▶ [Text to read]:
On January 24, 2018, a five-count indictment was returned, in the Circuit Court for Baltimore City, charging Faust with murder in the first degree; assault in the first degree; use of a firearm in the commission of a crime of violence; possession of a firearm after previously having been convicted of a crime of violence; and wearing, carrying, and transporting a handgun on his person. The matter proceeded to a jury trial, and Faust was found guilty of all charges except first-degree assault, which was not submitted to the jury.

The court thereafter sentenced Faust to life imprisonment for first-degree murder; a consecutive term of twenty years' imprisonment, the first five without the possibility of parole, for use of a firearm in the commission of a crime of violence; and fifteen years' imprisonment for possession of a firearm after previously having been convicted of a crime of violence, to run concurrently with the other firearm offense. Faust then noted this timely appeal. Additional facts will be noted where pertinent to the discussion of the issues.

The conviction for wearing, carrying, and transporting a handgun on the person was merged into that for illegal possession of a firearm.

DISCUSSION

I.

After the defense had cross-examined Harris, the circuit court allowed the State to introduce into evidence, for rehabilitation, the recorded out-of-court statement that Harris had made to police officers. Faust claims that it was error to do so but that, even if it were assumed that he had opened the door "to some evidence of" Harris's demeanor and "his willingness to speak to the police," the court's decision to admit the recorded prior consistent statement was "a wildly disproportionate response to what was elicited" on cross-examination and was therefore an abuse of discretion.

Faust also contends that the prior statement was inadmissible as substantive evidence, under Maryland Rule 5-802.1. As the State observes in its brief, the prior statement at issue was not admitted as substantive evidence, and we therefore shall not address Faust's argument as to its admissibility vel non on that basis.

▶ [Listing]:
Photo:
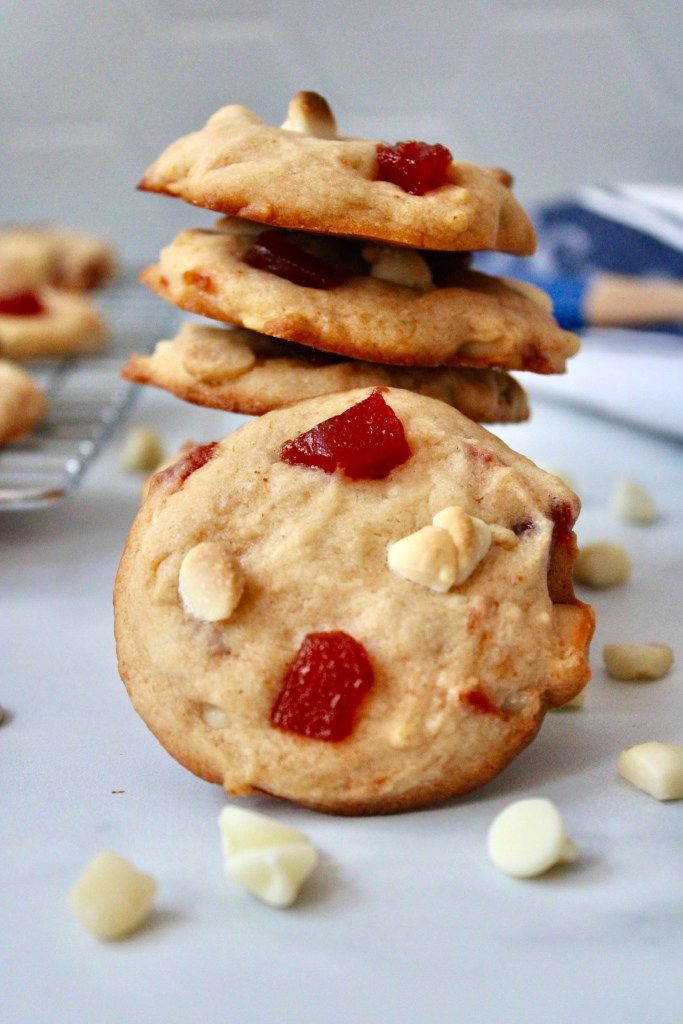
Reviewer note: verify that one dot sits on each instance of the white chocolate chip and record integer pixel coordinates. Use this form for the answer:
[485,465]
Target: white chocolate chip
[528,838]
[602,565]
[111,898]
[269,859]
[401,266]
[655,768]
[471,537]
[633,504]
[566,479]
[210,582]
[215,717]
[637,660]
[141,451]
[427,557]
[309,114]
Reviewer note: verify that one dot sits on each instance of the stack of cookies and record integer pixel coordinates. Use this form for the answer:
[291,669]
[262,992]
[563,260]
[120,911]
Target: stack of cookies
[361,601]
[364,280]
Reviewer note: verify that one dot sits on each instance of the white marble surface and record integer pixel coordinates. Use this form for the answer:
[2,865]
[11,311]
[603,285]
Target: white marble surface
[406,921]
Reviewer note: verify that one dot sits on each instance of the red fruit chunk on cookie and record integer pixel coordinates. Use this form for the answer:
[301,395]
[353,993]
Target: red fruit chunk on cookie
[366,442]
[273,252]
[20,304]
[415,167]
[324,687]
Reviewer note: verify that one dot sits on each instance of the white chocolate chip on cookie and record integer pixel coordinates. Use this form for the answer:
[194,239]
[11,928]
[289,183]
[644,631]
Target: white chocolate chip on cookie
[634,504]
[428,557]
[602,565]
[637,660]
[528,838]
[210,582]
[269,859]
[655,768]
[141,452]
[309,114]
[402,266]
[471,537]
[111,898]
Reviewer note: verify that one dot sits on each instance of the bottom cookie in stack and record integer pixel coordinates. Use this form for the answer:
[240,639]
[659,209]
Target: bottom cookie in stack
[361,603]
[245,372]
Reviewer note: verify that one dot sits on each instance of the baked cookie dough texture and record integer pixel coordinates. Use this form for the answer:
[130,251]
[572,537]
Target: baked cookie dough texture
[303,175]
[228,567]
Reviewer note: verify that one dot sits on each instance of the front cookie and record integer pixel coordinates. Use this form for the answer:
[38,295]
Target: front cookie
[250,373]
[470,320]
[274,638]
[303,175]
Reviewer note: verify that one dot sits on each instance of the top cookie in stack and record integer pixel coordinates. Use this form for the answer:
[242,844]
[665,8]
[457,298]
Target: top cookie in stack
[349,247]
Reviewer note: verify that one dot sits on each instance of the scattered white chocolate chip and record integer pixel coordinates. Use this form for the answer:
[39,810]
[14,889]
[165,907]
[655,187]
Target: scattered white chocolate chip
[210,582]
[637,660]
[528,838]
[309,114]
[215,717]
[401,266]
[633,504]
[269,859]
[471,537]
[427,557]
[111,898]
[214,354]
[602,565]
[655,768]
[141,451]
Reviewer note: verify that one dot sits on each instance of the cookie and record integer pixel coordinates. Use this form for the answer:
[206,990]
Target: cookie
[49,322]
[281,630]
[249,373]
[304,176]
[469,320]
[22,402]
[33,256]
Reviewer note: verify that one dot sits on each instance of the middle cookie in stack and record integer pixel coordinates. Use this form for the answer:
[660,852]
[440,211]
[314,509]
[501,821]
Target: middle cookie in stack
[332,297]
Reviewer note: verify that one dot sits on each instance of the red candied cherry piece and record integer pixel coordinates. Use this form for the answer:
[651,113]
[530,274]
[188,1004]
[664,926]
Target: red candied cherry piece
[272,251]
[366,442]
[415,167]
[324,687]
[185,466]
[20,304]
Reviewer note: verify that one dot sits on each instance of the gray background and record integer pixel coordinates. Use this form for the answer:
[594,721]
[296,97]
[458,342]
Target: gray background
[562,92]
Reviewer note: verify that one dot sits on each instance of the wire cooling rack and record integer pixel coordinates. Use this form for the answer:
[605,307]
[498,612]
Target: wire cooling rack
[87,398]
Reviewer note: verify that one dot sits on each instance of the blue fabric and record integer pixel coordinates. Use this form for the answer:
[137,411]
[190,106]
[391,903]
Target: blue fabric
[574,244]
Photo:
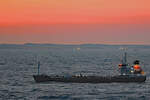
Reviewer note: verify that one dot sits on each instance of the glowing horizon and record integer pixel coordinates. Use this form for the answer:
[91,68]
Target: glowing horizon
[75,21]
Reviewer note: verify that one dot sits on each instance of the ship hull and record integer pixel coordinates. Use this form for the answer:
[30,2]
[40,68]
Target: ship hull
[90,79]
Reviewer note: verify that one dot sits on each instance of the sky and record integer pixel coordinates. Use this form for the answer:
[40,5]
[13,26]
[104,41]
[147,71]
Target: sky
[75,21]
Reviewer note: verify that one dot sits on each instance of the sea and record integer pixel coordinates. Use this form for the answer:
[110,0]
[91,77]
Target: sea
[18,64]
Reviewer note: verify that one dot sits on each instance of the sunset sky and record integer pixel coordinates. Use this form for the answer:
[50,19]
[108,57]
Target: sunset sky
[75,21]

▶ [Given task 1]:
In the court opinion excerpt, what sentence did Faust receive for first-degree murder?
▶ [Given task 2]:
Pull everything from "Faust also contends" down to "on that basis." out of the court opinion excerpt.
▶ [Given task 3]:
How would you render this sentence from the court opinion excerpt in Spanish: "Faust then noted this timely appeal."

▶ [Correct result 1]:
Life imprisonment.

▶ [Correct result 2]:
Faust also contends that the prior statement was inadmissible as substantive evidence, under Maryland Rule 5-802.1. As the State observes in its brief, the prior statement at issue was not admitted as substantive evidence, and we therefore shall not address Faust's argument as to its admissibility vel non on that basis.

▶ [Correct result 3]:
Faust entonces interpuso esta apelación en tiempo oportuno.